• **GIVEN INSTRUCTION**
Format the lines from the very start of the items through the line that contains "M139 49L139 47L136" as a numbered list, leaving out any blank lines.

━━ RECORDS SUPPLIED ━━

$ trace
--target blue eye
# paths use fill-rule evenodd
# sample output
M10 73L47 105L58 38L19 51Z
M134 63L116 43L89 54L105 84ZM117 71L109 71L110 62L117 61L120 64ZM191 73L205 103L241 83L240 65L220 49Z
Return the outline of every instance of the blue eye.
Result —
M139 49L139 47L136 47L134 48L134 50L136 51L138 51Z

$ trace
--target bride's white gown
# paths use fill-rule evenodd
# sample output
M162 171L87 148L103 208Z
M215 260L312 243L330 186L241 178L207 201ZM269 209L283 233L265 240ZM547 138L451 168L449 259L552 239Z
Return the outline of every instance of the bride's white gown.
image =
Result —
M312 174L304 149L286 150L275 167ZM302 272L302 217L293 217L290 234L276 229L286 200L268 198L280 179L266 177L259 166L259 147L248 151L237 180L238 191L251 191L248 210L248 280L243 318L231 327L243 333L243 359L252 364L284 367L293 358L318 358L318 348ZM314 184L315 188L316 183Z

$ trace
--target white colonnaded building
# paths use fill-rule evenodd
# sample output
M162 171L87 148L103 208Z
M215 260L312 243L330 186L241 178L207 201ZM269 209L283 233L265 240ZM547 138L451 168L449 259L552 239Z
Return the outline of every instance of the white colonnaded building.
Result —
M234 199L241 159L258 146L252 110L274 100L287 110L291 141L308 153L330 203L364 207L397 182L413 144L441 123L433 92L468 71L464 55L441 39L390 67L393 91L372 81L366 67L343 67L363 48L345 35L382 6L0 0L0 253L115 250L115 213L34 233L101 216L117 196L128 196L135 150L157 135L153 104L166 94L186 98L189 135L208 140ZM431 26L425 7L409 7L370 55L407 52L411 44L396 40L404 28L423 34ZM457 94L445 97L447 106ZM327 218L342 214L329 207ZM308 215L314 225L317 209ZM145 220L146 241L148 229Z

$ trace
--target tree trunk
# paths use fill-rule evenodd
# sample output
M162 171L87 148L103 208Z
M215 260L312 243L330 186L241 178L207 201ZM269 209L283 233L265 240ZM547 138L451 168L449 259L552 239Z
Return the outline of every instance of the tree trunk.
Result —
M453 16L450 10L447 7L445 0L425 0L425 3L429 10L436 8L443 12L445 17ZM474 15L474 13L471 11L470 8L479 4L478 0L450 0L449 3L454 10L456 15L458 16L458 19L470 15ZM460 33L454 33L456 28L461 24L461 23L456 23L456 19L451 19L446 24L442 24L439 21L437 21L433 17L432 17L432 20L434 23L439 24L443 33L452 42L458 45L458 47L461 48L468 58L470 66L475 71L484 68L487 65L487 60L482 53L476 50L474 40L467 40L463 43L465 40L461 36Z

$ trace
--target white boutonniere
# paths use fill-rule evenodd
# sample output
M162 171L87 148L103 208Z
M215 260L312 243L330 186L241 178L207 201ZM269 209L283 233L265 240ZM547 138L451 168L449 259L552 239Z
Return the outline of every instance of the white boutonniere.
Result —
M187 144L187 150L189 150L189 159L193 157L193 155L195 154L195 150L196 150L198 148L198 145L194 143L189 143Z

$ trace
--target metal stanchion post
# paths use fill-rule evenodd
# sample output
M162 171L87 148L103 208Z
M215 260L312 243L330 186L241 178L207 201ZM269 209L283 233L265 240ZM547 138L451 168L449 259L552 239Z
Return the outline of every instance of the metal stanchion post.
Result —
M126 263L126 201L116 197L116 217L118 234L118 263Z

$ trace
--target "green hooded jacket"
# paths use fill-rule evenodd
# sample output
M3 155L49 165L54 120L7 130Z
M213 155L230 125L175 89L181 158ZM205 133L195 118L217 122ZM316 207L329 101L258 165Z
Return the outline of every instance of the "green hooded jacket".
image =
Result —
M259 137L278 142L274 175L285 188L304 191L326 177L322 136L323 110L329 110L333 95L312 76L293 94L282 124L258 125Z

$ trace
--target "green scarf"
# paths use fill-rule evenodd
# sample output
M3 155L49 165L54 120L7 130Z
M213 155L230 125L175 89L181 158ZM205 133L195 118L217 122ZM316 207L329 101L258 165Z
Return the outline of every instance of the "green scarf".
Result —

━━━

• **FULL SOLUTION**
1. $ trace
2. --target blue eye
3. # paths use fill-rule evenodd
4. # sample output
5. M10 73L47 105L58 38L19 51Z
6. M134 63L116 43L89 54L105 84ZM117 71L109 71L110 62L117 61L120 64ZM191 73L205 103L241 83L240 65L220 49Z
7. Return the outline of every instance of the blue eye.
8. Result —
9. M139 49L139 47L136 47L134 48L134 50L136 51L138 51Z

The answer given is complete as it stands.